EXERCISE DESCRIPTION: Gather and copy out each line in the items below that contains the word "clump".

DATA ENTRIES:
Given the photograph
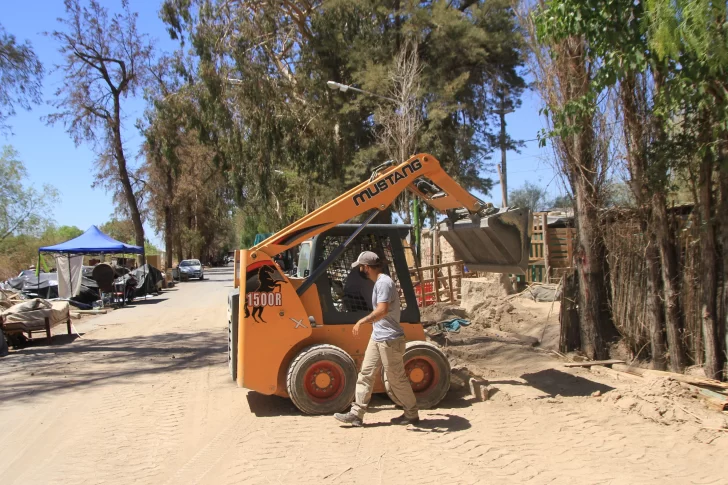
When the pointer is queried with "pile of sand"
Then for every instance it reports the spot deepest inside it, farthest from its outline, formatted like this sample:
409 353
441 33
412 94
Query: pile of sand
664 401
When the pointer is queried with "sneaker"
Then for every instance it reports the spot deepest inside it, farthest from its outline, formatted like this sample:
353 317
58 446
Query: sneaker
349 418
405 420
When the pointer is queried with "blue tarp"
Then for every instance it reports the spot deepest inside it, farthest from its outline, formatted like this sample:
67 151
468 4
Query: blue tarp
93 241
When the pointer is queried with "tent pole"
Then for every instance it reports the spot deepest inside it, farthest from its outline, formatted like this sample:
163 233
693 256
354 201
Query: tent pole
70 276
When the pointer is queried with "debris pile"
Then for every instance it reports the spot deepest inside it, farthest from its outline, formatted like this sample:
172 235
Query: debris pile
668 398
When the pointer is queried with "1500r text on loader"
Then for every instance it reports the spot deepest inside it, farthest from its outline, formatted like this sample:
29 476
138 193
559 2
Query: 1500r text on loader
291 336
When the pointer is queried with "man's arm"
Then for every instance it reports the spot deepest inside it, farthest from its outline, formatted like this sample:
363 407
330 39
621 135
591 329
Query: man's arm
379 312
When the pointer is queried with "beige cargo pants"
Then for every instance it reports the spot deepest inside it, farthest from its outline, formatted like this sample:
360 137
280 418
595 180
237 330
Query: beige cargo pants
390 354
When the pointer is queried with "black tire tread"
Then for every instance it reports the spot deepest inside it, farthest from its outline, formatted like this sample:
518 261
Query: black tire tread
301 404
421 344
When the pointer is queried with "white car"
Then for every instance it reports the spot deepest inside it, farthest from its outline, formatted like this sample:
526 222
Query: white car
192 268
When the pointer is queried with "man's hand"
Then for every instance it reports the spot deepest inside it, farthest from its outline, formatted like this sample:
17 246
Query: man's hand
379 312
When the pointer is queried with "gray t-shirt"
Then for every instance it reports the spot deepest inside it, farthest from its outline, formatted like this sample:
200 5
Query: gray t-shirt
387 328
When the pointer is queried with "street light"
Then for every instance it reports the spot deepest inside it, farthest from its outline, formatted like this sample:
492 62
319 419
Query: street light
345 87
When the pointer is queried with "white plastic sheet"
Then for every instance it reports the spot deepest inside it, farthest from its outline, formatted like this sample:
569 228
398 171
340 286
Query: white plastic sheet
69 275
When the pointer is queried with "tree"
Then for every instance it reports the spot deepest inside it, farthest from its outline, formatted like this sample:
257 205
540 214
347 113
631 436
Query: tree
66 233
120 229
692 34
529 196
562 202
280 116
105 60
21 74
23 209
581 137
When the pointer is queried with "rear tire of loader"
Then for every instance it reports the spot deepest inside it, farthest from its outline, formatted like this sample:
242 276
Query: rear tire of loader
322 380
429 372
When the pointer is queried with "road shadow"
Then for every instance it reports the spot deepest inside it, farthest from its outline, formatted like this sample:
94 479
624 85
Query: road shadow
270 406
35 371
432 423
151 300
553 382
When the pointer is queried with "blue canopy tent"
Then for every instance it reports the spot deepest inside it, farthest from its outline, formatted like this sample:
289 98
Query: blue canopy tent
93 241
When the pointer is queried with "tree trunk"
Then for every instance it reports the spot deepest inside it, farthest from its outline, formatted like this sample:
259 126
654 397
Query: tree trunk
723 219
655 307
168 232
633 100
129 195
590 258
168 217
670 281
713 368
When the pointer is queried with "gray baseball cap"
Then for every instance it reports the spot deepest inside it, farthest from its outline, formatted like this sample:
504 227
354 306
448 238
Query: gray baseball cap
368 258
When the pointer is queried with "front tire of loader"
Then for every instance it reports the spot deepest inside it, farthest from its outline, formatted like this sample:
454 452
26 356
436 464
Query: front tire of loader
429 373
322 380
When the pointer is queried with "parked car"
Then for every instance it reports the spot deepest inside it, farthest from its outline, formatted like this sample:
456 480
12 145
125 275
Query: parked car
192 268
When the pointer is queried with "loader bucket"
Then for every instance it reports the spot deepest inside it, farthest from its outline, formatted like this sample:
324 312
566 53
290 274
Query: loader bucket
498 243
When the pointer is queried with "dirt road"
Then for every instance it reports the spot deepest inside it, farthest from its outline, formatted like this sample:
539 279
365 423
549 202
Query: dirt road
145 397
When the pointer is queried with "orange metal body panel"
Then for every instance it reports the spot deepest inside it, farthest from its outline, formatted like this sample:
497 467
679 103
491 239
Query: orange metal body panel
277 330
378 194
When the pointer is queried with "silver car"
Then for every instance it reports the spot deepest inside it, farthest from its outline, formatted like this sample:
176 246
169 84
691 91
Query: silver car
192 268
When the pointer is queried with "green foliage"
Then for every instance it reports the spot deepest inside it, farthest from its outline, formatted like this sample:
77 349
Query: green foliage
119 229
528 196
279 116
150 249
63 233
23 209
20 76
561 202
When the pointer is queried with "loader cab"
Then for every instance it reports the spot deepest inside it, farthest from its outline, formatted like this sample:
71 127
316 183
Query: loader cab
385 240
304 259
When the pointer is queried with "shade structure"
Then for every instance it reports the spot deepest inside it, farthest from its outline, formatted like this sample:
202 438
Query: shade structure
93 241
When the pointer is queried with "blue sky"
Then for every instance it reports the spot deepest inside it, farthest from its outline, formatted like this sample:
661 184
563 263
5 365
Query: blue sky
52 158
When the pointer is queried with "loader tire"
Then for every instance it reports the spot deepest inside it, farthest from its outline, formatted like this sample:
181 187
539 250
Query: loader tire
322 380
429 372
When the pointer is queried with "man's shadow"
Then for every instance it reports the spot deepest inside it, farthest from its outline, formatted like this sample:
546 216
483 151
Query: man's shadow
433 423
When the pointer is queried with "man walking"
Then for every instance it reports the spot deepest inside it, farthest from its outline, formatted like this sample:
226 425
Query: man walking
386 347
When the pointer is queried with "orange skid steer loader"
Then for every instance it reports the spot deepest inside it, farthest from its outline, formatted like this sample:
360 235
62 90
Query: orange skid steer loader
291 335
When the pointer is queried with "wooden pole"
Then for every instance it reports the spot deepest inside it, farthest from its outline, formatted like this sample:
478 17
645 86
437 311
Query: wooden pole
547 265
449 277
422 287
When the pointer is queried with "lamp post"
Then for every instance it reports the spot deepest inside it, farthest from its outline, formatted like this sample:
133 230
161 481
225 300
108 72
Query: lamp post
345 87
502 169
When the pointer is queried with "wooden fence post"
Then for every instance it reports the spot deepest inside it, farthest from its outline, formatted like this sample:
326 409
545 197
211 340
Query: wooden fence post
547 265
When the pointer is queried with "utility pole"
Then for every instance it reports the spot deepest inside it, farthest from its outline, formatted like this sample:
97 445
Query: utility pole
502 167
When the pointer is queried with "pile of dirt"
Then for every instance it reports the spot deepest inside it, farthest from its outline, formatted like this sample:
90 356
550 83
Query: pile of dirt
440 312
664 401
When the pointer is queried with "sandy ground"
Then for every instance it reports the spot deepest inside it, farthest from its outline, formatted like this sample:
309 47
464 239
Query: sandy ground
145 397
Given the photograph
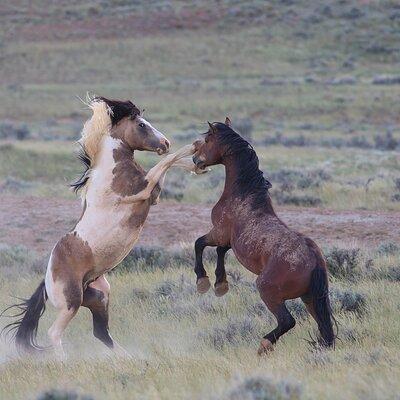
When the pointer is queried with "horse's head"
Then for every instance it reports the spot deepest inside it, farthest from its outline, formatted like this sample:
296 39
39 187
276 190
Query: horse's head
209 150
129 126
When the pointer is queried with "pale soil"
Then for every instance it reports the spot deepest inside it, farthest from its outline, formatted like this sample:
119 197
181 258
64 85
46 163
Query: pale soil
39 222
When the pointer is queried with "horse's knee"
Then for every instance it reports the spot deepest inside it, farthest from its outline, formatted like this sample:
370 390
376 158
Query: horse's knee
288 322
200 244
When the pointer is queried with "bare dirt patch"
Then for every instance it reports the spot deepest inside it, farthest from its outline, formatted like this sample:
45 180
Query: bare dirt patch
39 222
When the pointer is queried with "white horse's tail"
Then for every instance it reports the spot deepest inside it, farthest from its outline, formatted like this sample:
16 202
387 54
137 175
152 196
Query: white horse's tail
25 328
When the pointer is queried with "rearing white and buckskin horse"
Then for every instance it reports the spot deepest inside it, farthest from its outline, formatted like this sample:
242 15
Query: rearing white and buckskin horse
117 194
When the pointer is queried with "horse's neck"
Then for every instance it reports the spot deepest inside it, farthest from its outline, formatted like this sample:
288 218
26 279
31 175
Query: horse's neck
112 152
230 178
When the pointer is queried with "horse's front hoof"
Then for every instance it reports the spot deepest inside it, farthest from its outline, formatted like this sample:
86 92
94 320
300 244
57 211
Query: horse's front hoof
265 347
221 288
203 284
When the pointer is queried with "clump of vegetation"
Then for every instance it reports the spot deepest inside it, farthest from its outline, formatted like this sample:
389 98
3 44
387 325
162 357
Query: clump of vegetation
391 274
153 257
11 130
348 300
289 179
386 141
343 263
56 394
19 260
232 333
297 308
387 248
297 199
263 388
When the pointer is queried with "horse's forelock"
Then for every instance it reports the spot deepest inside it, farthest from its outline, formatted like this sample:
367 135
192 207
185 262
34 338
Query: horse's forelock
119 109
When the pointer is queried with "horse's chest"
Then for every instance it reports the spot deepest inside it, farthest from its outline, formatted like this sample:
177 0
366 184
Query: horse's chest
112 234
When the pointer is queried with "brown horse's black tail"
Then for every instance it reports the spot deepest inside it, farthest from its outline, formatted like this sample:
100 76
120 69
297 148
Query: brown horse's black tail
25 328
322 307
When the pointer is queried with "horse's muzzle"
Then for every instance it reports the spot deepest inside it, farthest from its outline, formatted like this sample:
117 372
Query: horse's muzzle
199 163
163 148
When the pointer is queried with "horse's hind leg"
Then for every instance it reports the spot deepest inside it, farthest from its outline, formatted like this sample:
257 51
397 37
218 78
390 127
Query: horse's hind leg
202 282
221 286
96 299
67 298
285 323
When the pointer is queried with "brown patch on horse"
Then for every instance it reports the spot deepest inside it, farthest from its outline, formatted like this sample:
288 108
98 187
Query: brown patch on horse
72 258
82 213
128 175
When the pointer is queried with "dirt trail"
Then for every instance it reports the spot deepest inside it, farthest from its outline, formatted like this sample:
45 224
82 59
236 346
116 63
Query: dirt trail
39 222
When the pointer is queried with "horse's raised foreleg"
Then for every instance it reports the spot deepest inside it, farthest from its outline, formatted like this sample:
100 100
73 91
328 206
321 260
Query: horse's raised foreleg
277 306
221 286
202 282
188 164
96 299
67 297
158 172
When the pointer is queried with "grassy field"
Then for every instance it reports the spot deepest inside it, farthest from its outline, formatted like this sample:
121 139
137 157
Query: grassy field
184 345
314 86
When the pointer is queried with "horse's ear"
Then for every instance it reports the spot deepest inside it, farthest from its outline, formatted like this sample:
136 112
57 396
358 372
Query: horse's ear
212 129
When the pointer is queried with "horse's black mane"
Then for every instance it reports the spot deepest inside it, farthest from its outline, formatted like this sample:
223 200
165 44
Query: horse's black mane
84 158
119 109
250 180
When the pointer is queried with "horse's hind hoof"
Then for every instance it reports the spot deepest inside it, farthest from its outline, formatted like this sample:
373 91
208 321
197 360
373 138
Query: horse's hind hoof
265 347
203 284
221 288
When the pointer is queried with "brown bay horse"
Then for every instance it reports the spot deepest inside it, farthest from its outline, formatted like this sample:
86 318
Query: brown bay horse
117 194
288 264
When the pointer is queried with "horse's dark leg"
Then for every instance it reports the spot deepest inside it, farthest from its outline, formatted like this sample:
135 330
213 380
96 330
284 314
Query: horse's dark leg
285 323
203 282
221 284
97 302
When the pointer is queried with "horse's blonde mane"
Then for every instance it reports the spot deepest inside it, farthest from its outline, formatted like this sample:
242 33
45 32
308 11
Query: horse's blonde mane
95 127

CORRECT RESULT:
When the pointer is queried with "clump of vegetation"
Query: clump of vegetation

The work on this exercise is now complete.